TRY IT: Return the lines beginning at the one that contains "</instance>" and continuing to the end of the entries, including both ends, exactly as written and nothing else.

Saved data entries:
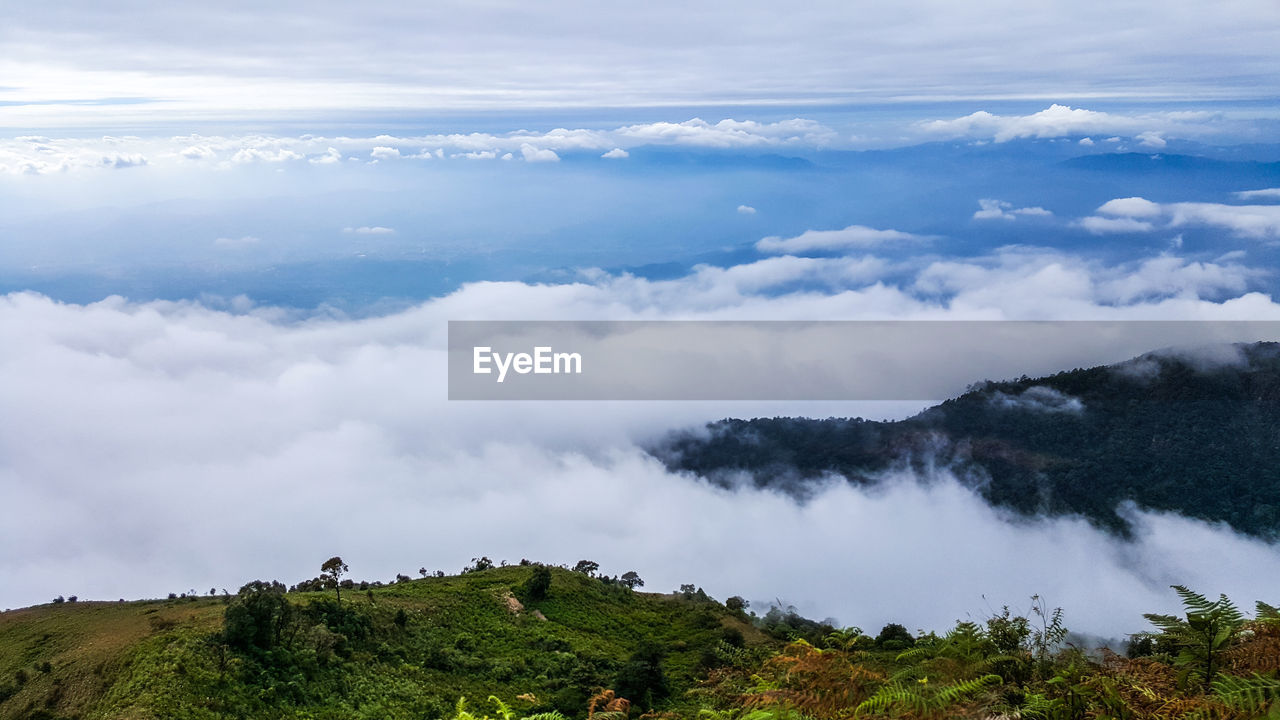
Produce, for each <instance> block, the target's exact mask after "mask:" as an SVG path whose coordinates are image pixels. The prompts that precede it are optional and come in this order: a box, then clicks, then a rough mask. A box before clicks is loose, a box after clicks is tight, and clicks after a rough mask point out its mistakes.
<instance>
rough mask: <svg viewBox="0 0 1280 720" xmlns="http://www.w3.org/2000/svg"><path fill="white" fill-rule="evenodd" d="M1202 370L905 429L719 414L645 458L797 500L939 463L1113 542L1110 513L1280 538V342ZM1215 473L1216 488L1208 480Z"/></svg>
mask: <svg viewBox="0 0 1280 720" xmlns="http://www.w3.org/2000/svg"><path fill="white" fill-rule="evenodd" d="M1238 350H1239V352H1240V363H1233V364H1219V365H1216V366H1204V365H1203V364H1197V363H1194V361H1190V360H1184V359H1179V357H1176V356H1167V355H1166V356H1157V355H1146V356H1142V357H1138V359H1134V360H1132V361H1129V363H1124V364H1120V365H1114V366H1100V368H1091V369H1076V370H1071V372H1065V373H1059V374H1056V375H1051V377H1046V378H1036V379H1032V378H1027V377H1023V378H1019V379H1016V380H1009V382H996V383H991V382H987V383H979V384H977V386H974V387H973V388H972V389H970V391H969V392H966V393H964V395H961V396H960V397H956V398H954V400H948V401H946V402H943V404H941V405H938V406H936V407H932V409H929V410H925V411H924V413H922V414H919V415H916V416H914V418H910V419H906V420H901V421H873V420H864V419H860V418H854V419H837V418H831V419H826V420H815V419H804V418H772V419H768V418H762V419H754V420H733V419H730V420H721V421H718V423H712V424H710V425H709V427H708V429H709V432H707V430H699V432H689V433H677V434H675V436H672V437H669V438H667V439H666V441H664V442H663V443H660V445H659V446H657V447H653V448H652V452H653V454H654V455H657V456H658V457H660V459H662V460H663V461H664V462H666V464H667V465H668V466H669V468H672V469H676V470H685V471H690V473H694V474H698V475H700V477H704V478H707V479H708V480H710V482H714V483H721V484H726V486H731V484H733V483H737V482H740V480H739V478H741V477H742V475H744V474H746V475H748V477H750V478H753V479H754V482H755V484H758V486H760V487H776V488H780V489H785V491H787V492H791V493H794V495H796V496H800V497H804V496H806V495H808V493H809V492H812V488H813V487H814V484H813V482H814V480H817V479H820V478H824V477H827V475H829V474H833V473H835V474H840V475H844V477H846V478H847V479H849V480H850V482H852V483H860V484H867V483H874V482H877V480H878V478H879V477H881V475H882V474H883V473H886V471H887V470H890V469H893V468H900V466H902V465H904V464H905V465H914V466H916V468H918V469H919V470H920V471H922V473H923V471H924V470H925V469H927V468H932V466H937V465H942V466H950V468H951V469H952V470H954V471H955V473H956V475H957V477H959V478H961V480H966V482H969V483H970V484H972V486H973V487H974V488H975V489H977V491H978V492H980V493H982V495H983V497H984V498H986V500H987V501H988V502H991V503H993V505H998V506H1002V507H1009V509H1012V510H1015V511H1018V512H1021V514H1027V515H1034V514H1050V515H1073V514H1079V515H1084V516H1087V518H1091V519H1092V520H1093V521H1094V523H1097V524H1098V525H1101V527H1105V528H1107V529H1110V530H1114V532H1117V533H1125V532H1126V530H1128V529H1129V528H1128V524H1126V521H1125V519H1124V518H1123V516H1121V515H1120V512H1117V509H1119V507H1120V506H1121V505H1123V503H1124V502H1125V501H1132V502H1135V503H1138V505H1140V506H1143V507H1148V509H1153V510H1166V511H1174V512H1179V514H1183V515H1187V516H1189V518H1199V519H1204V520H1211V521H1225V523H1229V524H1230V525H1231V527H1233V528H1235V529H1238V530H1240V532H1244V533H1249V534H1254V536H1260V537H1265V538H1275V537H1277V533H1280V443H1276V442H1275V438H1276V437H1280V411H1277V409H1280V345H1276V343H1257V345H1249V346H1239V348H1238ZM1206 479H1211V480H1212V482H1206Z"/></svg>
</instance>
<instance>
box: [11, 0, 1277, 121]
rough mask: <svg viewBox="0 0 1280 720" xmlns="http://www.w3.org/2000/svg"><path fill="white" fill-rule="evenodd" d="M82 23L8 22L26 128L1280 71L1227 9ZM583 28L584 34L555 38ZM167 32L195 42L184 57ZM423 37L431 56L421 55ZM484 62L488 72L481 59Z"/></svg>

TASK OUTPUT:
</instance>
<instance>
box: [11, 0, 1277, 121]
rough mask: <svg viewBox="0 0 1280 720" xmlns="http://www.w3.org/2000/svg"><path fill="white" fill-rule="evenodd" d="M82 23L8 22L26 128L1280 71L1227 9ZM583 28L584 34L555 38ZM167 32L195 42L184 57ZM423 37L431 56L421 55ZM484 62L488 72L481 59Z"/></svg>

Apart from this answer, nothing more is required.